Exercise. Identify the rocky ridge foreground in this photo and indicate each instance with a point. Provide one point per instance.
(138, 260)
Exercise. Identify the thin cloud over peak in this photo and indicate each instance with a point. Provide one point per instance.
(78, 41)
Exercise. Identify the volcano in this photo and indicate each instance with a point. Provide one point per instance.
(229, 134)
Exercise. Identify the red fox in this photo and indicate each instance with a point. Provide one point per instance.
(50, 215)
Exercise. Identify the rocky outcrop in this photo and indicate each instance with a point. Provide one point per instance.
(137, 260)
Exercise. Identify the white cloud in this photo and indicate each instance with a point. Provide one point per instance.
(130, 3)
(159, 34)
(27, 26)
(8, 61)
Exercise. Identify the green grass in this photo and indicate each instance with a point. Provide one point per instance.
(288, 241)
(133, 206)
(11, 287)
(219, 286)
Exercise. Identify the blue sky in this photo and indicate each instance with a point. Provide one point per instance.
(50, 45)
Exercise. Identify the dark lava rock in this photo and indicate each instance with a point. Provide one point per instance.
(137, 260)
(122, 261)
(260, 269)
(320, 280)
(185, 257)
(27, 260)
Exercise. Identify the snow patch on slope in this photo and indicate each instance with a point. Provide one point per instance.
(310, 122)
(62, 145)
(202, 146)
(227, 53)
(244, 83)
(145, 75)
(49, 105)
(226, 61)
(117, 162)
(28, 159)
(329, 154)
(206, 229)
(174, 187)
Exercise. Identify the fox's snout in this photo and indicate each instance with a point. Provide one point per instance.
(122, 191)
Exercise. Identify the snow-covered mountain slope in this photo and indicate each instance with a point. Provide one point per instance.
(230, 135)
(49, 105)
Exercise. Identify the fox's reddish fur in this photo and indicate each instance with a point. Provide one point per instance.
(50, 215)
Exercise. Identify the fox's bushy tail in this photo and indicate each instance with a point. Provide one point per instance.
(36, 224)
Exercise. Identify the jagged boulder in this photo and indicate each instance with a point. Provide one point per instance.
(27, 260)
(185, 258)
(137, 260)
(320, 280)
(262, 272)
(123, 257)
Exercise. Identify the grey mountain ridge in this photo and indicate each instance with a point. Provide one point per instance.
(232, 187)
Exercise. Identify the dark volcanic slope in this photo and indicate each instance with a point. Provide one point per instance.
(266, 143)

※

» **REQUIREMENTS**
Retype every line of the listing above without changing anything.

» **RESPONSE BELOW**
Exercise. Identify the rocky ridge foreground in this photo and indicate each instance with a point. Provide one point per instance.
(138, 260)
Exercise. Identify the thin cloud over peak in this photo and indicate each instance with a point. Provide one point per instance.
(78, 41)
Exercise. Identify the volcano in this photo and indicate each instance with a point. Provide one point per instance.
(229, 134)
Exercise. Identify the red fox in this photo and indicate each instance with a point. Provide one point per instance.
(50, 215)
Exercise. Identify the rocky outcrop in this photo and indicate each instance with a point. Provide one point per instance.
(137, 260)
Exercise. Identify the white cloud in this photo and indicate each instance with a point. Provide one point per instance.
(130, 3)
(159, 34)
(27, 26)
(8, 61)
Exercise. Identify the green grass in this photo and indicate each instance with a point. Provide one point per instance.
(288, 241)
(133, 206)
(11, 287)
(219, 286)
Exercise. Identify the blue sky in this photo and indicate each instance with a point. Provide one point per instance.
(50, 45)
Exercise. Identify the dark lava rock in this photo and indicate each instance with a point. Provide one point per instance.
(137, 260)
(122, 261)
(260, 269)
(320, 280)
(185, 257)
(27, 260)
Exercise. Identify the snow patch on slope in this photo and indicate each instance with a point. Provide one point per instance.
(310, 122)
(62, 145)
(202, 146)
(227, 53)
(244, 83)
(145, 75)
(49, 105)
(226, 61)
(117, 162)
(28, 159)
(329, 154)
(206, 229)
(174, 187)
Exercise. Identify the fox's snout in this photo and indicate each instance with a point. Provide one point per instance.
(122, 191)
Exercise. Identify the snow-covered mountain slope in this photo and indicate each instance with a point. Provide one point per instance.
(230, 135)
(49, 105)
Exercise. Identify the fox's reddish fur in this photo and indicate each instance with a point. Provide one point per instance.
(50, 215)
Exercise. Identify the fox's bushy tail in this photo and indicate each instance with a point. Provide one point per instance.
(36, 224)
Exercise. Identify the jagged boulder in this photo and indicate each instance with a point. Provide one point per instance.
(27, 260)
(185, 258)
(137, 260)
(320, 280)
(262, 272)
(123, 257)
Exercise. Identify the grey mountain ridge in this photo and indicate each instance with a point. Provide one point per instance.
(232, 187)
Exercise. Identify the dark volcanic slope in this photo and indicate each instance with a point. Provide one point per instance.
(266, 143)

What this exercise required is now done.